▶ Set task
Return every line of the material below that contains the word "sunglasses".

▶ Entries provided
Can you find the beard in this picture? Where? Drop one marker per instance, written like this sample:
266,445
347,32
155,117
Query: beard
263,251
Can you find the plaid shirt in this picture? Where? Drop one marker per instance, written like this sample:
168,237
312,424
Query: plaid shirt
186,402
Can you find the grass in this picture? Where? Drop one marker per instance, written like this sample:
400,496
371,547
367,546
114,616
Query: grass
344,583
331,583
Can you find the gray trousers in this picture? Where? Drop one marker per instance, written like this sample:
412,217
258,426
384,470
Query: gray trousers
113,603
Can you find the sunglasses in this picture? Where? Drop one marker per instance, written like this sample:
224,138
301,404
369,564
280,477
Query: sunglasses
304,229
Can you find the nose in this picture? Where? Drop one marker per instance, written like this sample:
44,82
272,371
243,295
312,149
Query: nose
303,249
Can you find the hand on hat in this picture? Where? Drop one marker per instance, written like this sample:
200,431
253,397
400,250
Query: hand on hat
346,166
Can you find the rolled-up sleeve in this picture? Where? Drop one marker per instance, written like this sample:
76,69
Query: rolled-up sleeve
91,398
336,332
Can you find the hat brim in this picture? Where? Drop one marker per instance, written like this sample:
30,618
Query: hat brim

--

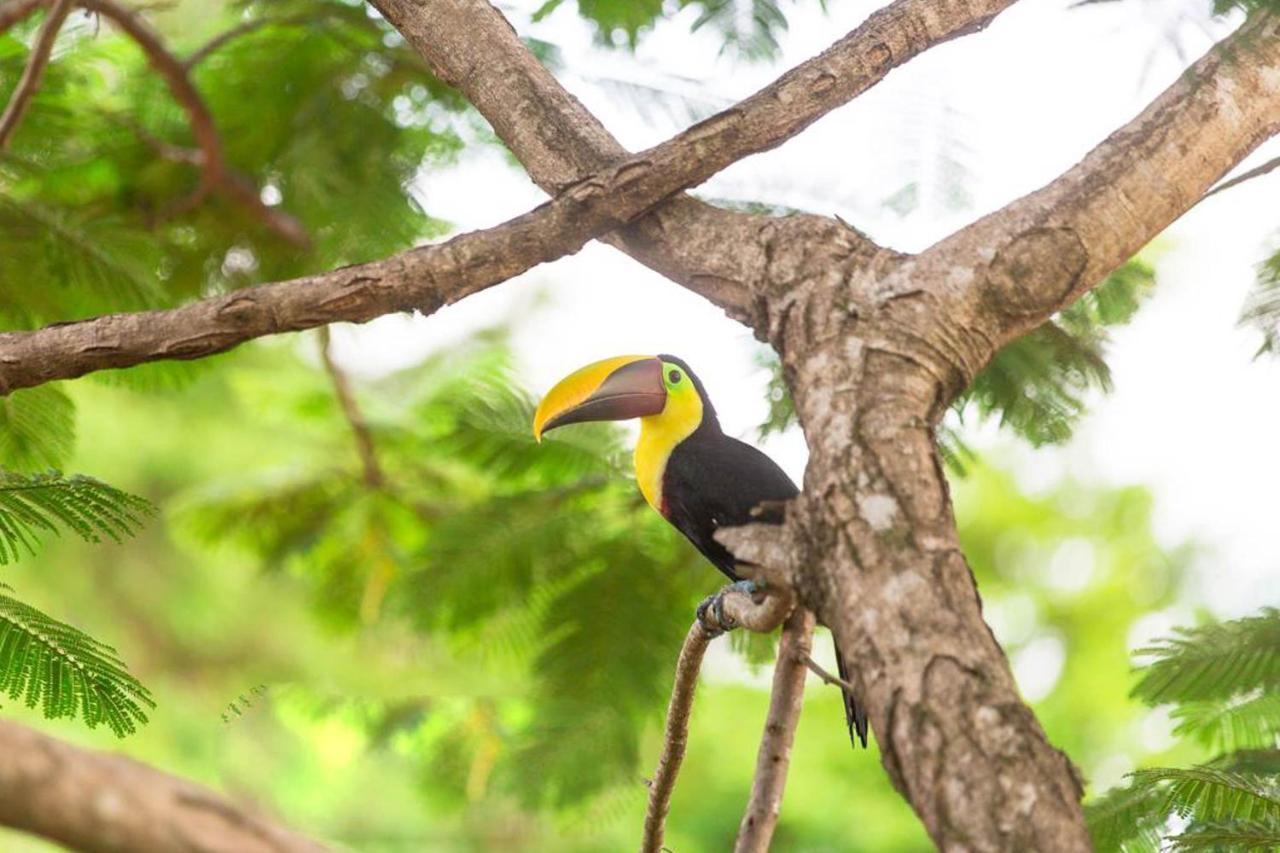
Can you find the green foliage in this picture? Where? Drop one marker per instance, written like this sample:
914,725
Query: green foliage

▶ Finished task
Can you find the sunglasses in this picture? Where? Drop one marker per instance, written like this sample:
Query: sunglasses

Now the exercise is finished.